* **Supplied records**
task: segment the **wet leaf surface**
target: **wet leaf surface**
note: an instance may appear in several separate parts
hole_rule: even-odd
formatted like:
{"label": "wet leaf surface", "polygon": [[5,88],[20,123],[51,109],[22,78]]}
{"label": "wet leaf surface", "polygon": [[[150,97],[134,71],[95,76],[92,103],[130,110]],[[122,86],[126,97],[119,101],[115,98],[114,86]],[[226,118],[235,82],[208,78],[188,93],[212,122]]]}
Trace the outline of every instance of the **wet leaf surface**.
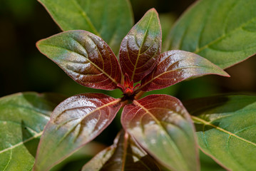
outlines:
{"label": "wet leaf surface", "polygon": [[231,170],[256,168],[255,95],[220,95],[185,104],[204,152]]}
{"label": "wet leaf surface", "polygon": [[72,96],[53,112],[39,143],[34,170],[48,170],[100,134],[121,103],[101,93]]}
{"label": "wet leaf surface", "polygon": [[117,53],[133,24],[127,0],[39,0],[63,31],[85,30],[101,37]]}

* * *

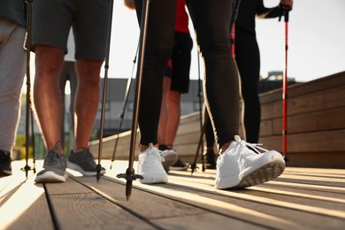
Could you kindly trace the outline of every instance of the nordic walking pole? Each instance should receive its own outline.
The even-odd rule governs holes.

* **Your task**
Copy the lines of the data from the one containing "Could you kindly" through the one containing "The even-odd rule governs holes.", including both.

* **Task answer**
Could you kindly trace the outline of every instance of the nordic walking pole? Each instance should receive its own outline.
The even-odd rule governs holes.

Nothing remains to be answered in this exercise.